-------- Given entries
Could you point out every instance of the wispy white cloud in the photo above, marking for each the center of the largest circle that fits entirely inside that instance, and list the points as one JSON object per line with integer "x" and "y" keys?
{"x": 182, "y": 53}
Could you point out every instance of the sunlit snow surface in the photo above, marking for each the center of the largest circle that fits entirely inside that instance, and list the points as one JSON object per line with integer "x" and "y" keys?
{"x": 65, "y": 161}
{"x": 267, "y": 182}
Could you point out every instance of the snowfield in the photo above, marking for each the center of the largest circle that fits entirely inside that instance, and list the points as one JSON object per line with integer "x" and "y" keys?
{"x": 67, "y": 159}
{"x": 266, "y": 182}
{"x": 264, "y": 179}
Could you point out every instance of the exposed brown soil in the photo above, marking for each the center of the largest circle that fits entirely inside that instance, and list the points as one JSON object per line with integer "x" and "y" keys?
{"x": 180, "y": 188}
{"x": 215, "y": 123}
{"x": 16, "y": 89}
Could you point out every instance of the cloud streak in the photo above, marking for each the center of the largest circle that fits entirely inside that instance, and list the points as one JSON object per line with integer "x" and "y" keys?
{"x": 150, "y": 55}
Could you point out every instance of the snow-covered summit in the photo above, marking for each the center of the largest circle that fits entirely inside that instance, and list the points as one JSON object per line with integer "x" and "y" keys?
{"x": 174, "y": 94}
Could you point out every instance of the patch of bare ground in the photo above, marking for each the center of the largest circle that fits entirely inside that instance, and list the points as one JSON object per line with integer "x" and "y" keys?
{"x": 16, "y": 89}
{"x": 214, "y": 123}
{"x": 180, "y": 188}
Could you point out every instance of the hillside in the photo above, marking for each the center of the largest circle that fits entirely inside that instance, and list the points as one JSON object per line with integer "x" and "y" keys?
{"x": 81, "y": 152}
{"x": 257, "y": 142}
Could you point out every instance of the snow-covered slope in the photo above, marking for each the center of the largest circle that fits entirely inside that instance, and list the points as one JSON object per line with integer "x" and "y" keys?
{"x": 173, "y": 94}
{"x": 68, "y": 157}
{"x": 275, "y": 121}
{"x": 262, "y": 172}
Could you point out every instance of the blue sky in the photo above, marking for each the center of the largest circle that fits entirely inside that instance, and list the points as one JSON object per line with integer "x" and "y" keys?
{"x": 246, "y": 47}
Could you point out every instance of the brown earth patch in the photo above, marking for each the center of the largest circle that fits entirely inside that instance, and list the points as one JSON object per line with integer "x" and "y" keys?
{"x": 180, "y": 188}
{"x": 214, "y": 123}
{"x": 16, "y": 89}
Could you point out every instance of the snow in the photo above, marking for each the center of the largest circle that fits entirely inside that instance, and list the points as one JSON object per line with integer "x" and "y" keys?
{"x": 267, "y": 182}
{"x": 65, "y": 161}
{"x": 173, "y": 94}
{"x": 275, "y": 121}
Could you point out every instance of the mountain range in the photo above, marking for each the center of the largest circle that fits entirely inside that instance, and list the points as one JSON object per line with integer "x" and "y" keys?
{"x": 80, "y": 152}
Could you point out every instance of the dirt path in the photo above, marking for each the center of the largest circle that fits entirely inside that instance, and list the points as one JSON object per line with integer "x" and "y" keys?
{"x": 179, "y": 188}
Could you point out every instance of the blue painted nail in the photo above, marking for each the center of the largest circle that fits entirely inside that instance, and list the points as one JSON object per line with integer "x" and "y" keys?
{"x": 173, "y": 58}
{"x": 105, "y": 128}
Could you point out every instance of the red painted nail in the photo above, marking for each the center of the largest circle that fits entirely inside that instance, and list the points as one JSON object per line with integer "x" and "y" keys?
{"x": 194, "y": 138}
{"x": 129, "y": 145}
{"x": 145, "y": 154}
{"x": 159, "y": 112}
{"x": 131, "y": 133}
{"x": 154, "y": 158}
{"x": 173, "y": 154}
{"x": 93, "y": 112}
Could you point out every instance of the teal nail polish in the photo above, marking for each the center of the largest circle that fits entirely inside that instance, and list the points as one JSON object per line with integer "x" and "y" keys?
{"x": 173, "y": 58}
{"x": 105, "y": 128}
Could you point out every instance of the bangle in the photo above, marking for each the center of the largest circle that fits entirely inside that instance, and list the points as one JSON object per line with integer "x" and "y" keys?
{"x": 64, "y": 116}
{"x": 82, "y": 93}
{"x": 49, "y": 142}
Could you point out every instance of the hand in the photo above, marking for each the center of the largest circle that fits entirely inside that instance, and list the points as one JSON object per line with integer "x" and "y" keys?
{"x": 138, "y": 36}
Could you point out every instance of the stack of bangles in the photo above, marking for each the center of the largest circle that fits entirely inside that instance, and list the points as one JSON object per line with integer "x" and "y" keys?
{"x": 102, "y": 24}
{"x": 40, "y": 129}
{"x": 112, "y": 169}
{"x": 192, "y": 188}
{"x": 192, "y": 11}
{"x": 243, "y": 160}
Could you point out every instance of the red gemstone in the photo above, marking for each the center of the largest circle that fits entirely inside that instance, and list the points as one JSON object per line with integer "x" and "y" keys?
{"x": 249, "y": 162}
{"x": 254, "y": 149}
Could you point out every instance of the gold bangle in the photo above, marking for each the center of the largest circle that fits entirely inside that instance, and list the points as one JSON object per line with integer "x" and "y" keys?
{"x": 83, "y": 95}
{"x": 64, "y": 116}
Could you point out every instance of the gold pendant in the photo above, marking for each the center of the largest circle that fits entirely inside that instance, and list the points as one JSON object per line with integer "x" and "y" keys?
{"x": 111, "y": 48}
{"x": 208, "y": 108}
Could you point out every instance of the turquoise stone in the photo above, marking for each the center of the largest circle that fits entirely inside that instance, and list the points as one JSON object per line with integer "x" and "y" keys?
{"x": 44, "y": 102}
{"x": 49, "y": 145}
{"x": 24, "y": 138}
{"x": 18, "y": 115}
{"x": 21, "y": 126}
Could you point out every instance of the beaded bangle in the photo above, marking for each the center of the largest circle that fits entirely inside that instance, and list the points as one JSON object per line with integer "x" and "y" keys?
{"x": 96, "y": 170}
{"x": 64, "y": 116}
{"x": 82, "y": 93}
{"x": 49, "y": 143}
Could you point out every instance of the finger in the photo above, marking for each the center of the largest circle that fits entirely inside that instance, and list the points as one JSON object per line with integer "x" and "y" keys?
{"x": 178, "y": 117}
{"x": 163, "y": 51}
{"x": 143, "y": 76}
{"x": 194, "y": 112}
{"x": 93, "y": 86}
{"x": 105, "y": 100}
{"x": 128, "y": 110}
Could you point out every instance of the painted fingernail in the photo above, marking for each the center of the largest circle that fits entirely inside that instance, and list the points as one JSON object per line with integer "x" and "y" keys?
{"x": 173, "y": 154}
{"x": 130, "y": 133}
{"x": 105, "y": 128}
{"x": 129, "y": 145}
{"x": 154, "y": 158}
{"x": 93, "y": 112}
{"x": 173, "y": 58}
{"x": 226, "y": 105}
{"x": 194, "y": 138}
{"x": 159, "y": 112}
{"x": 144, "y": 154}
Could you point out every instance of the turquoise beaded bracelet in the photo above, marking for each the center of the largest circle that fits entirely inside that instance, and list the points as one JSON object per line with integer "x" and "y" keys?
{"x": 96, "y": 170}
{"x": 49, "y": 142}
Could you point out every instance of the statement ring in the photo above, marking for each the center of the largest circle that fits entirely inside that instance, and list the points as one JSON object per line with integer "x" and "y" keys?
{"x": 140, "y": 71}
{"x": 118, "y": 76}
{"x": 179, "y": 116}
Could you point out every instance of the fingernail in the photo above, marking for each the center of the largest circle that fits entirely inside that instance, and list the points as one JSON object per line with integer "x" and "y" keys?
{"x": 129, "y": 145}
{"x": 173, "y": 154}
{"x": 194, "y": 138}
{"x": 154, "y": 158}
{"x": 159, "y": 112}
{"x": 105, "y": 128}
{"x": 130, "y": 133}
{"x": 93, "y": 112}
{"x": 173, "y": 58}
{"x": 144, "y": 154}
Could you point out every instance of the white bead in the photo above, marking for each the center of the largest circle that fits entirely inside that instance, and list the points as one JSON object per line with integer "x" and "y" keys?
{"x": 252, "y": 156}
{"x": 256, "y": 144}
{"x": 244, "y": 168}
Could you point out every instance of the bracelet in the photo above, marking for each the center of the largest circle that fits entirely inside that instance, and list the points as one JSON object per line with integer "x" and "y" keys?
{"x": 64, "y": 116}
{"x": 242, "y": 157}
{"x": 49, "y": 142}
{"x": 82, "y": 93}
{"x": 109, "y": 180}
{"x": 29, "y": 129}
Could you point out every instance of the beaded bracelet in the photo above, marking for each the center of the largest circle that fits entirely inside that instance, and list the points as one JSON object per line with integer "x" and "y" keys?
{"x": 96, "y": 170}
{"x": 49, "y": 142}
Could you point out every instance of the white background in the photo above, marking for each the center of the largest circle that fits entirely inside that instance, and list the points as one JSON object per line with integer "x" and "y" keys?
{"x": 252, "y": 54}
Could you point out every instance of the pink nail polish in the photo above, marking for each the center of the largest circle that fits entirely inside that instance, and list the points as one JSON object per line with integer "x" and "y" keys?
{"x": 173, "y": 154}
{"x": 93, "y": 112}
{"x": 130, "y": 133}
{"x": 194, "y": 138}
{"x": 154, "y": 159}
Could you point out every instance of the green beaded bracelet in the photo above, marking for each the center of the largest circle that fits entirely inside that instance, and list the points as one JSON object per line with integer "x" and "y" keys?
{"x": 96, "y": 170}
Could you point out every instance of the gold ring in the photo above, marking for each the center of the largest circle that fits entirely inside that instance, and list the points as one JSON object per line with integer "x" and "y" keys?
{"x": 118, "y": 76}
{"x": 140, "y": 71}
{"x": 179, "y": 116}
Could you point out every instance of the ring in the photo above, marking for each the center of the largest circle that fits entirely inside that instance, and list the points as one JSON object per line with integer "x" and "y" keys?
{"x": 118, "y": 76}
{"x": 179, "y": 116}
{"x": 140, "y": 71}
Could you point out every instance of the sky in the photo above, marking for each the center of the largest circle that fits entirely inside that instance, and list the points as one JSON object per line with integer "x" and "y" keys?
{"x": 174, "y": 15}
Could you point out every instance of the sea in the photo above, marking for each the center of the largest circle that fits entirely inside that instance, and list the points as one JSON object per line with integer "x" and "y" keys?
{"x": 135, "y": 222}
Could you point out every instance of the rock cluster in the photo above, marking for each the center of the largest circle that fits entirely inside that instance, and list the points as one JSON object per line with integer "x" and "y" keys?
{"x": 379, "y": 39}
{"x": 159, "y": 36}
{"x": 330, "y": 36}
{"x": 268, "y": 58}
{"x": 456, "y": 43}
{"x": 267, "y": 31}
----------------
*Activity*
The answer must be the lines from the one containing "Could you point out every instance of the rock" through the last line of the records, copied exactly, with nothing else.

*Response to the task*
Could you point out every instance of the rock cluster in the photo above, marking for each the center of the largest circle that fits entirely inside that instance, and list the points as one JSON object per line with integer "x" and "y" keys?
{"x": 379, "y": 39}
{"x": 159, "y": 36}
{"x": 330, "y": 36}
{"x": 268, "y": 58}
{"x": 456, "y": 43}
{"x": 267, "y": 31}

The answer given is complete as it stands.